On peut s'étonner qu'un phénomène capable d'apporter des bouleversements aussi complets et aussi rapides dans l'état physique du lac soit si rarement évoqué dans la littérature limnologique. C'est, peut-être, qu'il est impossible de l'observer au moyen d'un simple courantomètre. L'onde interne la plus rapide que nous ayons pu mesurer jusqu'à présent dans le Léman a provoqué localement un mouvement d'enfoncement de toute la stratification de 40 mètres en 3 jours. En vitesse moyenne, cela ne représente qu'un déplacement vertical de l'ordre de 1 cm/mn, ce qui est imperceptible aux appareils de mesure ordinaires (surtout dans le plan vertical).

6) L'état physico-chimique du lac vu en plan

Certains auteurs considèrent la zone située entre le delta de la Promentbouse et la Pointe d'Yvoire comme un peu particulière: les dimensions de la cuvette diminuent brusquement et la direction des vents dominants épouse plus ou moins celle de l'allongement du Petit Lac.

Il importe donc de compléter nos mesures par des observations relatives à d'autres régions du lac.

Pour cela, nous avons régulièrement mesuré, pendant deux étés consécutifs (1970-71), la température et la conductivité électrique de l'eau à toutes les profondeurs, en 17 stations réparties dans le polygone Morges-Amphion-Promenthoux-Nernier.

Données disponibles:
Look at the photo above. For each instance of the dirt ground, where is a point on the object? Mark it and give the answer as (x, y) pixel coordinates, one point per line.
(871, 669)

Consigne: Recopiez en entier l'extrait sur le Léman, sans y changer un seul mot.

Réponse rédigée:
On peut s'étonner qu'un phénomène capable d'apporter des bouleversements aussi complets et aussi rapides dans l'état physique du lac soit si rarement évoqué dans la littérature limnologique. C'est, peut-être, qu'il est impossible de l'observer au moyen d'un simple courantomètre. L'onde interne la plus rapide que nous ayons pu mesurer jusqu'à présent dans le Léman a provoqué localement un mouvement d'enfoncement de toute la stratification de 40 mètres en 3 jours. En vitesse moyenne, cela ne représente qu'un déplacement vertical de l'ordre de 1 cm/mn, ce qui est imperceptible aux appareils de mesure ordinaires (surtout dans le plan vertical).

6) L'état physico-chimique du lac vu en plan

Certains auteurs considèrent la zone située entre le delta de la Promentbouse et la Pointe d'Yvoire comme un peu particulière: les dimensions de la cuvette diminuent brusquement et la direction des vents dominants épouse plus ou moins celle de l'allongement du Petit Lac.

Il importe donc de compléter nos mesures par des observations relatives à d'autres régions du lac.

Pour cela, nous avons régulièrement mesuré, pendant deux étés consécutifs (1970-71), la température et la conductivité électrique de l'eau à toutes les profondeurs, en 17 stations réparties dans le polygone Morges-Amphion-Promenthoux-Nernier.